[INSTRUCTIONS FOR THE TASK] Give back every line of the material below verbatim, leaving out the pictures.

════════════════════

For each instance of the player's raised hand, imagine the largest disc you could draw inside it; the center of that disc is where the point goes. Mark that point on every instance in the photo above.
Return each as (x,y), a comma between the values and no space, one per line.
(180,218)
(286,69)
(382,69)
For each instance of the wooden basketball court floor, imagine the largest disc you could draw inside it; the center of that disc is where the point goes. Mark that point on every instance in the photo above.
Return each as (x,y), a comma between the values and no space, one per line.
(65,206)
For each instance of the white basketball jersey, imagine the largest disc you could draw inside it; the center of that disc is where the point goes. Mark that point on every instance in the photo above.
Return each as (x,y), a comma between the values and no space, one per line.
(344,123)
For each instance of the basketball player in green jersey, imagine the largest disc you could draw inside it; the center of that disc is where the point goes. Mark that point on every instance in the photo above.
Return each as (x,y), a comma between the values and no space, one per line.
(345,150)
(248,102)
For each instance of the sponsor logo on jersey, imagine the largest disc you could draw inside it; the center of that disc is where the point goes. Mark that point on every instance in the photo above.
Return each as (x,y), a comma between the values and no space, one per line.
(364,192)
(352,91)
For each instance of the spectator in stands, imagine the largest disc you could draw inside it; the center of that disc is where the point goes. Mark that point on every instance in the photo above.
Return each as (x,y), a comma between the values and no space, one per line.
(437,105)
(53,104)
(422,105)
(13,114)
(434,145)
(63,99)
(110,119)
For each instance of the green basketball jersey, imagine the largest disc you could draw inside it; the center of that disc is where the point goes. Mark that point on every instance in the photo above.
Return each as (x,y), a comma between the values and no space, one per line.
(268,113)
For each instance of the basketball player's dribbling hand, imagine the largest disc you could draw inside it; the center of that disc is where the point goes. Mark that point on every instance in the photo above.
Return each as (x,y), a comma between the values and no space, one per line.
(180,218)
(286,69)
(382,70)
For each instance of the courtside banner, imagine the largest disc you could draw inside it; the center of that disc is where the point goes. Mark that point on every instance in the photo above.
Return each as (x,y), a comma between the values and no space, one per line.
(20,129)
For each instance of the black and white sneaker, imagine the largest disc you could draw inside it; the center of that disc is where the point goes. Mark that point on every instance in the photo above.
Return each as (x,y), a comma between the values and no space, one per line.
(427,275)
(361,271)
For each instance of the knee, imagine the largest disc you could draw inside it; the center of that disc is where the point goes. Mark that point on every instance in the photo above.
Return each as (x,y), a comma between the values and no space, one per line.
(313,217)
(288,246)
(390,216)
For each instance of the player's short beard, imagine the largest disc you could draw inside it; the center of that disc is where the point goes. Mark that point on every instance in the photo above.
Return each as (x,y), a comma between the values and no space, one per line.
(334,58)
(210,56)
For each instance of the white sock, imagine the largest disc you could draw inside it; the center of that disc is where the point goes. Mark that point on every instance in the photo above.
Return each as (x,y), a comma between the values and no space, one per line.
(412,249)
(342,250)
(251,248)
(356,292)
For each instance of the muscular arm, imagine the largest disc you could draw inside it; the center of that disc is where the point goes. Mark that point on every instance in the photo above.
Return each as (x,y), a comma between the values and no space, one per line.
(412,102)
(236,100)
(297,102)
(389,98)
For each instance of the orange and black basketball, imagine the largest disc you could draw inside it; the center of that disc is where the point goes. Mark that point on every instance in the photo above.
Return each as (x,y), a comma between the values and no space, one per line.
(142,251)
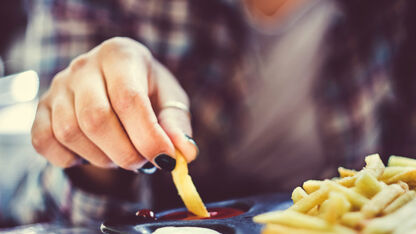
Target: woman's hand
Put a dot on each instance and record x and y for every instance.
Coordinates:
(107, 106)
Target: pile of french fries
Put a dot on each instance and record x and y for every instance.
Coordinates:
(377, 199)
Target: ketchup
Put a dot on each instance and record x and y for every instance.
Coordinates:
(215, 213)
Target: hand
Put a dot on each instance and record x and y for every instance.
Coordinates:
(107, 107)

════════════════════

[WRITTEN ANSWER]
For each instance of the player's raised hand, imagine the largest disc you could draw inside it; the center of that disc is where the point goes. Mark that point on every instance in the photo above.
Return each as (x,y), a comma between the values and no space, one per line.
(180,218)
(286,69)
(382,69)
For each instance of the wooden basketball court floor, imagine the largest disc you could draw inside it; the center of that disc is where the point goes. Mark that point on every instance in the photo above.
Return each as (x,y), a comma between the values and no space, one per line.
(65,206)
For each instance of the white basketball jersey, imagine the largest disc you could draw inside it; the center of that disc is where the point goes. Mark that point on every instance in the photo above.
Return each as (x,y), a comma between the values and no space, one per line.
(344,123)
For each instance of the basketball player in green jersey, imagine the largest disc you could draw inside it; the center of that disc is where the point goes. Mark that point on every instance in the photo above.
Return each as (x,y), a comma between the values and no space, one per line.
(345,150)
(248,102)
For each instance of the sponsor logo on jersey, imagine the largest disc you could draw inside it; the center of that disc is where the point goes. Mark that point on every instance in the photo above.
Return each as (x,y), a comma between the values and no space, one per line.
(364,192)
(352,91)
For each instance of the spectator in stands, imagine the largest disc you could draw inside it; the center of that disc is where the point goes. Mark that point on every instance in the photo above.
Return each as (x,y), a comma between the values and no space, one per line.
(437,105)
(53,104)
(422,105)
(13,114)
(434,145)
(63,99)
(110,119)
For each instance of the green basketball jersey, imagine the largest disc you could draw inside it; the center of that disc is where the point goes. Mark that point on every instance in the photo above.
Return each as (x,y), a comma between the values and no space, one per line.
(268,113)
For each instance of the basketball player's dribbling hand, imagine the largest disc you could draw inside it; the center of that disc is where the point goes. Mark that point on every instance in the photo above.
Return each as (x,y), a comma between the values and no space, one per line.
(180,218)
(286,69)
(382,70)
For each instance of the courtside banner, imagine the largest disc you could draw inside it; the center of that disc is where the point goes. Mark that point on every instance in the photo above.
Return each as (x,y), a comma between the values and no space, one per line.
(20,129)
For each instance of the black and white sneaker, imagine the largest disc you could draw inside it; the center of that disc is where the point goes. Mark that point on every instance in the photo above.
Return each as (x,y), a comma between the values and no space, one per line.
(427,275)
(361,271)
For each instance of the knee, imagine the largest disc you could draw inside it; the center of that disc is where the point goes. Mark that point on every instance in the photo above.
Return each as (x,y), a comma between the values and no space, one per line.
(313,217)
(288,246)
(390,216)
For each instance of the player's short beard, imagine the largest disc you could draw inside it; the center of that disc is where the point goes. Mark that point on every instance in the photo above.
Return each as (x,y), a comma between the values and no space, one per line.
(334,58)
(210,56)
For each instance of the white sock, imagine the largest disc you could draw inside it; the center of that disc is where the point goes. Mark that point on every instance in the photo above.
Return each as (x,y), a comma between the values and no space, one per line.
(412,249)
(342,250)
(251,248)
(356,292)
For each instance of the muscular arm, imagine the largest disc you could draw inside it; the center of that disc is where the point goes. Mark that point on every instance in the photo above.
Return each as (x,y), a comma between the values and no space, one per line.
(412,102)
(236,100)
(297,102)
(389,98)
For each instance of the orange and black basketball, imagine the largest disc you could draw inside it; the center of that disc is where the point goes. Mark that point on every instance in the photo above.
Return each as (x,y), a comma between the values and no space, one per line.
(142,251)
Target: woman's hand
Put a dot on each instance and record x and y for every instance.
Coordinates:
(107, 106)
Target: pile of french fries
Put a dot on each instance and record x and y for every instance.
Coordinates:
(377, 199)
Target: ketchup
Put a dot on each instance and record x and y for every instance.
Coordinates:
(215, 213)
Target: hand
Put a dot on each instance and record x and y for every instance.
Coordinates:
(107, 107)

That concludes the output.